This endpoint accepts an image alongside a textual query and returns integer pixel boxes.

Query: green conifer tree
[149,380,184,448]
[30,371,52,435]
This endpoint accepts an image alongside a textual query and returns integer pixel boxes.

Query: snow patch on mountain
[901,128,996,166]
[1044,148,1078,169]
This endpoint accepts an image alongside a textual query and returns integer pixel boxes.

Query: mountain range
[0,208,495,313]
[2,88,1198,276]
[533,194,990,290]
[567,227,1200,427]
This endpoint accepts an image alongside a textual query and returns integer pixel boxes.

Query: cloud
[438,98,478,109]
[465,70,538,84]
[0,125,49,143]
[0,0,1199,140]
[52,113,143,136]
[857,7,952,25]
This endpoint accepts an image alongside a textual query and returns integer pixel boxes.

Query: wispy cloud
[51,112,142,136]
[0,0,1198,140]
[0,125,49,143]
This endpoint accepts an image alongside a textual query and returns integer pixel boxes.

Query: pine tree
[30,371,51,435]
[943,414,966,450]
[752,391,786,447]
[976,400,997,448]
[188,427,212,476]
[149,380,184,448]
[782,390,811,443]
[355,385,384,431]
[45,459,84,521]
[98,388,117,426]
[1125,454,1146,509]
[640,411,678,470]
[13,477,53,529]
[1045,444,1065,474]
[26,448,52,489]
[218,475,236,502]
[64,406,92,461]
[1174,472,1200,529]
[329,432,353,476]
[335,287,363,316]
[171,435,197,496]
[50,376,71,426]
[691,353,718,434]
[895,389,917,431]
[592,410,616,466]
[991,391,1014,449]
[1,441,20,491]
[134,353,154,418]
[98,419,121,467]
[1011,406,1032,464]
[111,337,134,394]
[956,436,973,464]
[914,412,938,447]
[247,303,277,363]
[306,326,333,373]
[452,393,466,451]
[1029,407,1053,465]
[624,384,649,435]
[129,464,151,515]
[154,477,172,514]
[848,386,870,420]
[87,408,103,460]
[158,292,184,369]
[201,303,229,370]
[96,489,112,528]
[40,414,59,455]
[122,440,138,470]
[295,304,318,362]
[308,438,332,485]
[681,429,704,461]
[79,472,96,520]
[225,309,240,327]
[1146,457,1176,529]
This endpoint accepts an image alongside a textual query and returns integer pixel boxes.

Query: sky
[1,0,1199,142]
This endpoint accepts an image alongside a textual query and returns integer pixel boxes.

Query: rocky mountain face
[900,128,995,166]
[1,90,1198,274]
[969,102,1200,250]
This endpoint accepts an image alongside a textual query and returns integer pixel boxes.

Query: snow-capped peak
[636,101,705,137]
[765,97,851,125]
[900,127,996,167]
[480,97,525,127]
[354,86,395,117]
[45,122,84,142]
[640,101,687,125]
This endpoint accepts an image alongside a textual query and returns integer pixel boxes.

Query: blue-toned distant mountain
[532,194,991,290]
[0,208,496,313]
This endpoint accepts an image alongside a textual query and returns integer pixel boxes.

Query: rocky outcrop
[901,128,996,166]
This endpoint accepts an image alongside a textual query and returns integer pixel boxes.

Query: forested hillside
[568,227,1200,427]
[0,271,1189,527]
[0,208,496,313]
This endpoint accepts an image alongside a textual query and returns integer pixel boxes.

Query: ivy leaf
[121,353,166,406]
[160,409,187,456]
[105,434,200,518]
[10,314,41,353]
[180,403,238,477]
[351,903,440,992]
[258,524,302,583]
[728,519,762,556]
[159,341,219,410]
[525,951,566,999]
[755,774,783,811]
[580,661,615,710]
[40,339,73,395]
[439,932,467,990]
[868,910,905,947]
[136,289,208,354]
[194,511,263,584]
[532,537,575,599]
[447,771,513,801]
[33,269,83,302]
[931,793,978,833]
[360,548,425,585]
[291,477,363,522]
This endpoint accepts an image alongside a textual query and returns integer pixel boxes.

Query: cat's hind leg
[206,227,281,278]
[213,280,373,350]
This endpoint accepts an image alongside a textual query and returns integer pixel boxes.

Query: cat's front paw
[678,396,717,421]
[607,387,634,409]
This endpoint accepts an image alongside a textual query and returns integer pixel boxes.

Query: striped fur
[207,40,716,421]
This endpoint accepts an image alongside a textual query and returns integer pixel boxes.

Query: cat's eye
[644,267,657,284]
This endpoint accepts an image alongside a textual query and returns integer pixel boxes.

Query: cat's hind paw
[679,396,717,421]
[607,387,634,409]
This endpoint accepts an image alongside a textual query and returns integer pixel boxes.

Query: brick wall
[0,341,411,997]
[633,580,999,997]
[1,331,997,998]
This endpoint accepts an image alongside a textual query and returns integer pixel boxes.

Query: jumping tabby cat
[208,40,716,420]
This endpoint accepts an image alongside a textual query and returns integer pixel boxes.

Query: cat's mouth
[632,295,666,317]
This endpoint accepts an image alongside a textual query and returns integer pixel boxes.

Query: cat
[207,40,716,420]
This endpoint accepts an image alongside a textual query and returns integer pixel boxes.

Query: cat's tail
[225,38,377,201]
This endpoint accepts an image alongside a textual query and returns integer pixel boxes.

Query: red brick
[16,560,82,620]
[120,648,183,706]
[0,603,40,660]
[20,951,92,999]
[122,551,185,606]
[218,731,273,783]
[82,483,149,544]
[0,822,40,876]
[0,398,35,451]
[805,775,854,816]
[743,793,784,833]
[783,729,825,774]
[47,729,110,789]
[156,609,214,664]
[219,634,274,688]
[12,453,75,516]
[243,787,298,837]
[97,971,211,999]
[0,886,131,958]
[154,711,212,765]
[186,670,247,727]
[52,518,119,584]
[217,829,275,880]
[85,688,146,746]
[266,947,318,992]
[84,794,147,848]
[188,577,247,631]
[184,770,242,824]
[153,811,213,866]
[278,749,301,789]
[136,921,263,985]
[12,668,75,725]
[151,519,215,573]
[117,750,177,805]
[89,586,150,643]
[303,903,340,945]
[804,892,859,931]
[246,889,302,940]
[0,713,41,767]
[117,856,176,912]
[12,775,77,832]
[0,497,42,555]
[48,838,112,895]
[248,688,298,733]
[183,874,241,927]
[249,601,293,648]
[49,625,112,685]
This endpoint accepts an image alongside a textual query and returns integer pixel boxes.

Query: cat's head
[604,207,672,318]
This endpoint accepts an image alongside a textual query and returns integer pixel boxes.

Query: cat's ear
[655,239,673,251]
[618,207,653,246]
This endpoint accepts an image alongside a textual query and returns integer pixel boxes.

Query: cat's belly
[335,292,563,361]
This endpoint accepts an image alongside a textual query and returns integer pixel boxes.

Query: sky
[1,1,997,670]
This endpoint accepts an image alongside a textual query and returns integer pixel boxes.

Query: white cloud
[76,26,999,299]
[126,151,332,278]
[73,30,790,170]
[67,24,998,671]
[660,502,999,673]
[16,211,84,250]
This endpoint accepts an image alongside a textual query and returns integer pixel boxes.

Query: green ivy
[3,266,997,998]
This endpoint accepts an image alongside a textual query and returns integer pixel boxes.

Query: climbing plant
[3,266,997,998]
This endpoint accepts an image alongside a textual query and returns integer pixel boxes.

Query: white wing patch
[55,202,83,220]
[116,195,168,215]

:::::

Your assignment
Repeat each record word for word. Do not leave any out.

Response
This endpoint accepts an image alongside a textual query and returns integer pixel boxes.

Query: green conifer tree
[149,380,184,448]
[30,371,52,435]
This endpoint accepts an image alongside a textual query and returns integer pixel boxes.

Query: snow patch on mountain
[901,128,996,166]
[1044,148,1078,169]
This endpoint accepts an image alongside a textual query and returns integer pixel boxes.

Query: mountain range
[0,208,495,313]
[2,88,1198,276]
[533,194,990,290]
[567,227,1200,427]
This endpoint accepts an image alongside a textual query and returns integer pixel boxes.

Query: cloud
[438,98,478,109]
[465,70,538,84]
[0,125,49,143]
[0,0,1199,140]
[52,113,143,136]
[857,7,952,25]
This endpoint accepts an image alongside a textual query and returns integer pixel boxes.

Query: wispy cloud
[51,112,142,136]
[0,0,1198,140]
[0,125,49,143]
This endpoint accepts an image alongside a textual query and returns integer pixel boxes.

Query: pine tree
[30,371,51,435]
[943,414,966,450]
[752,391,786,447]
[976,400,997,448]
[188,427,212,476]
[149,380,184,448]
[782,390,811,443]
[355,385,384,431]
[45,459,84,521]
[98,388,117,426]
[1125,454,1146,509]
[640,411,678,470]
[13,477,53,529]
[1045,444,1065,474]
[26,448,52,489]
[218,475,236,502]
[64,406,92,461]
[1174,472,1200,529]
[329,432,353,476]
[335,287,363,316]
[171,435,197,496]
[50,376,71,426]
[691,353,718,434]
[895,389,917,431]
[592,410,616,466]
[991,391,1014,449]
[1,441,20,491]
[134,353,154,418]
[98,419,121,467]
[1011,406,1032,464]
[111,337,134,394]
[956,436,973,464]
[914,412,938,447]
[247,303,277,363]
[306,326,333,373]
[452,393,466,451]
[1029,407,1053,465]
[624,384,649,435]
[129,464,151,515]
[154,477,172,514]
[848,386,870,420]
[87,408,103,460]
[158,292,184,369]
[201,303,229,370]
[96,489,112,528]
[40,414,59,455]
[122,440,138,470]
[295,304,318,362]
[308,438,332,485]
[681,429,704,461]
[79,472,96,520]
[225,309,240,327]
[1146,457,1176,529]
This endpoint accepts an image alongside a textual query and returns integer pixel boxes.

Query: sky
[1,0,1199,142]
This endpoint accepts an image alongside a textual query and returns integer pixel boxes.

Query: rocky mountain face
[900,128,995,166]
[1,90,1198,274]
[969,102,1200,250]
This endpoint accepts an image alongside a textual query and returns integer pixel boxes.

Query: snow-capped peak
[636,101,705,137]
[765,97,851,125]
[900,127,996,167]
[480,97,525,127]
[354,86,395,117]
[45,122,84,142]
[640,101,687,125]
This endpoint accepts an image alongside a textual query and returns integer pixel boxes.

Query: blue-toned distant mountain
[532,194,991,290]
[0,208,496,313]
This endpoint accepts an image alongside a textual query and returns integer pixel boxes.

Query: rocky outcrop
[901,128,996,166]
This endpoint accepts an image alongside a textual query and returns integer pixel boxes.

Query: forested hillside
[568,227,1200,427]
[0,271,1189,527]
[0,208,496,313]
This endpoint accepts an image alongside a textual query and returns integer pixel boxes.

Query: ivy leaf
[121,353,166,406]
[160,409,187,456]
[105,434,200,518]
[10,314,41,353]
[180,403,238,477]
[351,903,440,992]
[258,524,302,583]
[728,519,762,556]
[159,341,219,410]
[525,951,566,999]
[755,774,783,811]
[580,661,615,710]
[40,339,73,395]
[439,932,467,990]
[868,910,905,947]
[136,289,208,354]
[194,511,263,584]
[532,537,575,599]
[447,771,513,801]
[33,269,83,302]
[931,793,978,833]
[360,548,425,585]
[291,477,363,522]
This endpoint accepts an image alongside a textual query and returns integer pixel boxes.

Query: cat's hind leg
[206,227,281,278]
[213,280,373,350]
This endpoint accepts an image alongside a textual query and returns integer pixel boxes.

Query: cat's front paw
[678,396,717,421]
[607,387,634,409]
This endpoint accepts an image alongside a textual query and returns integer pixel boxes.

Query: striped fur
[207,40,716,421]
This endpoint accepts an image alongside a textual query and returns integer pixel boxes.

Query: cat's eye
[644,267,657,284]
This endpoint accepts an image alongside a textual query and returns integer pixel boxes.

Query: cat's hind paw
[679,396,717,421]
[607,387,634,409]
This endpoint accepts an image alongside a textual query and returns integer pixel boxes.

Query: brick wall
[0,341,411,997]
[633,580,999,997]
[1,331,997,998]
This endpoint accepts an image alongside a textual query and returns integer pixel boxes.

Query: jumping tabby cat
[208,40,716,420]
This endpoint accepts an image alongside a textual query and returns integer pixel boxes.

Query: cat's mouth
[632,295,666,317]
This endpoint accepts an image alongside a textual query and returns integer pixel boxes.

Query: cat
[207,40,716,420]
This endpoint accepts an image alongside a textual query and returns integer pixel boxes.

Query: cat's tail
[225,38,377,201]
This endpoint accepts an image alongside a textual query and returns integer pixel boxes.

Query: red brick
[16,560,82,620]
[120,648,183,706]
[0,603,40,660]
[20,951,92,999]
[122,551,185,606]
[218,731,273,783]
[82,483,149,544]
[0,822,40,876]
[0,398,35,451]
[805,775,854,816]
[743,793,784,833]
[783,729,825,774]
[47,729,110,789]
[156,609,214,664]
[219,634,274,688]
[12,453,75,516]
[243,787,298,837]
[97,971,211,999]
[0,886,131,958]
[154,711,212,765]
[186,670,247,727]
[52,518,119,584]
[217,829,275,880]
[85,688,146,746]
[266,947,318,992]
[84,794,147,848]
[188,577,247,631]
[184,770,242,824]
[153,811,213,866]
[278,749,301,789]
[136,921,263,985]
[12,668,75,725]
[151,519,215,573]
[117,750,177,805]
[89,586,150,643]
[303,903,340,945]
[804,892,859,931]
[246,889,302,940]
[0,713,41,767]
[117,856,176,912]
[12,775,77,832]
[0,497,42,555]
[48,838,112,895]
[248,688,298,733]
[183,874,241,927]
[249,601,293,648]
[49,625,112,685]
This endpoint accepts an image alongside a textual query and returns integer pixel boxes.

Query: cat's head
[604,207,672,318]
This endpoint accepts an image alongside a textual query and returns integer pixel boxes.

Query: cat's ear
[655,239,673,251]
[618,207,653,246]
This endpoint accepts an image alongside a textual query and returns integer pixel boxes.

Query: cat's belly
[335,292,563,361]
This endpoint accepts an image alongside a textual query and returns integer pixel boxes.

Query: sky
[1,1,997,670]
This endpoint accepts an image alongside a textual query and returns integer pixel boxes.

Query: white cloud
[76,26,999,299]
[126,151,332,278]
[73,30,790,170]
[67,24,998,671]
[660,502,999,673]
[16,211,84,250]
This endpoint accepts an image alongside a textual query and returns integer pixel boxes.

Query: green ivy
[3,266,997,998]
This endpoint accepts an image alongside a textual query and returns integer pixel boxes.

Query: climbing plant
[3,266,997,998]
This endpoint accepts an image alongside a textual query and returns integer pixel boxes.

Query: white wing patch
[55,202,83,220]
[116,195,168,215]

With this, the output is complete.